— TO BE DONE —
Rescale everything from the line containing "If you could place a marker on the striped" down to the line containing "point(451, 90)", both included, by writing those lines out again, requests too, with every coordinate in the answers multiplied by 2.55 and rounded to a whole number, halves up. Keep the coordinates in the requests as they are.
[START OF EXERCISE INPUTS]
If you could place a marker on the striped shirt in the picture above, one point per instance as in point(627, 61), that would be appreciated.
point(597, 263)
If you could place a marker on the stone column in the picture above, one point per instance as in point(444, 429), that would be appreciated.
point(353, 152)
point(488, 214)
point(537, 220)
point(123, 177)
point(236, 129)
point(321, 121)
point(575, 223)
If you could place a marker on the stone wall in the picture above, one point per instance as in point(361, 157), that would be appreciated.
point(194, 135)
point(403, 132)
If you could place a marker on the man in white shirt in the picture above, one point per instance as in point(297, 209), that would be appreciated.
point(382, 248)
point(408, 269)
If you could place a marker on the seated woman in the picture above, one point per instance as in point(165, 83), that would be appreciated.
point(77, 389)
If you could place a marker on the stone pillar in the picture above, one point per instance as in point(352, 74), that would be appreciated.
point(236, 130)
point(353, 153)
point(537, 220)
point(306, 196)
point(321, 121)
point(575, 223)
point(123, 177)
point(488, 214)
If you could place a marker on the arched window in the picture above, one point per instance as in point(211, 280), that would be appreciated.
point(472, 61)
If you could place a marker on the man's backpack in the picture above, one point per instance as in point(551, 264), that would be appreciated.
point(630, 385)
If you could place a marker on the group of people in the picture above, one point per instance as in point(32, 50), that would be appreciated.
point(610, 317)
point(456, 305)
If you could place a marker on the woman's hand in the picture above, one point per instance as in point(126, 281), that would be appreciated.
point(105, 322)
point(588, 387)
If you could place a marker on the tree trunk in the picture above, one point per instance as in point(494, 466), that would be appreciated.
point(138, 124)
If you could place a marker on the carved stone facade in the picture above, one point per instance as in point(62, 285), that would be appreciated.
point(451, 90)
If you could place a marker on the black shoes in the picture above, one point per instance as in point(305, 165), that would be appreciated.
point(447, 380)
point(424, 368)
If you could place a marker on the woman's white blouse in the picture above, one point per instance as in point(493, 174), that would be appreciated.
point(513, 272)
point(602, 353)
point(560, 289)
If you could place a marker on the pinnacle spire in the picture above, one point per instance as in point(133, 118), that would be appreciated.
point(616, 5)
[END OF EXERCISE INPUTS]
[START OF EXERCISE INPUTS]
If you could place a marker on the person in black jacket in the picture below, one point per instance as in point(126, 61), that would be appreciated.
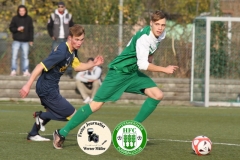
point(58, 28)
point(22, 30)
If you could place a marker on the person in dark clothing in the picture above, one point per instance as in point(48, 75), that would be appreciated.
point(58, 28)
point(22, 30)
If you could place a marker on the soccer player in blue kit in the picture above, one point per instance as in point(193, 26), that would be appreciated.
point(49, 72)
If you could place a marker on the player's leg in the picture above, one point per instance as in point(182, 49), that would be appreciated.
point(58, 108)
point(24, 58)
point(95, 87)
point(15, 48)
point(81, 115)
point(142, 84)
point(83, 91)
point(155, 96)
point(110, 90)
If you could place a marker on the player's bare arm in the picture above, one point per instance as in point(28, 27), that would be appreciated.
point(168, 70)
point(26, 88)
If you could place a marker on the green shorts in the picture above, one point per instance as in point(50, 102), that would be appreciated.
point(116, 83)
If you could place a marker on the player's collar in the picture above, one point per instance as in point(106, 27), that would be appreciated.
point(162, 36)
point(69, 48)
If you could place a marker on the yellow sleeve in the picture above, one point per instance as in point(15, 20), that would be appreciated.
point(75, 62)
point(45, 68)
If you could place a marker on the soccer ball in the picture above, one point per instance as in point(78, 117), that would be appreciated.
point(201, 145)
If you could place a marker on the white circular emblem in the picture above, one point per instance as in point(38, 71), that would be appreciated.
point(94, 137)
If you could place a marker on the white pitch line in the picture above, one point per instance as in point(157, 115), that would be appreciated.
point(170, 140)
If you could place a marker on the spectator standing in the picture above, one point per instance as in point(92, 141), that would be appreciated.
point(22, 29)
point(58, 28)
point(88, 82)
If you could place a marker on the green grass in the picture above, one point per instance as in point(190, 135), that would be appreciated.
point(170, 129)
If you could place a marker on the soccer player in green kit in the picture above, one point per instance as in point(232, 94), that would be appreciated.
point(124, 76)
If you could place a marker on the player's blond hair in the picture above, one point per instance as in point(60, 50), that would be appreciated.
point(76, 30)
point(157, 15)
[END OF EXERCISE INPUTS]
— WRITTEN SOLUTION —
If you could place a marker on the striped shirt in the picture above, one point per instance as in point(627, 61), that would be appreciated.
point(1522, 671)
If you could place a marker on the stone column in the picture above, one point per instance as in point(444, 429), that would be appreciated.
point(900, 388)
point(1244, 546)
point(1369, 561)
point(314, 451)
point(602, 329)
point(819, 309)
point(1466, 569)
If you could place a marker on the stone wall in the picture above, one point per instance as in point(361, 157), that would be appreciated.
point(495, 344)
point(1028, 337)
If you could place a marker on the man in white shirt in the picture above, one point per instance as in point(297, 209), that would be appreciated.
point(974, 632)
point(1040, 686)
If you could place a marker on the seated woman in the picture above, one point per instance as in point(165, 83), that would be appreciated.
point(196, 992)
If you could place a marker on the stone pillar in the picture above, one point per instance as in point(352, 74), that would be appreciated.
point(602, 332)
point(900, 390)
point(1369, 561)
point(780, 500)
point(819, 309)
point(1466, 569)
point(314, 451)
point(1244, 546)
If you could place a marker on the arched window in the picture above, one point per instance as in point(211, 280), that would be appreciated.
point(1204, 156)
If you could place a marker on the man's backpack in the picture above, one point per instance as in point(551, 264), that would be appreciated.
point(1607, 982)
If you could place a marker on the group of people in the picture above, one point per instance as in point(32, 50), that would be appreciated.
point(1556, 808)
point(1163, 778)
If you could place a marker on the woman's hand in the picture above, one point per instance as in point(126, 281), that would be appreciated.
point(268, 821)
point(1499, 987)
If you could place a marker on the tree trunk in the picture above, one point per instance as in point(494, 466), that would be appreciated.
point(352, 316)
If you could place a marker on the carved stone facade in the picture above, one point per instance as in point(62, 285), that would be appreciated.
point(1150, 230)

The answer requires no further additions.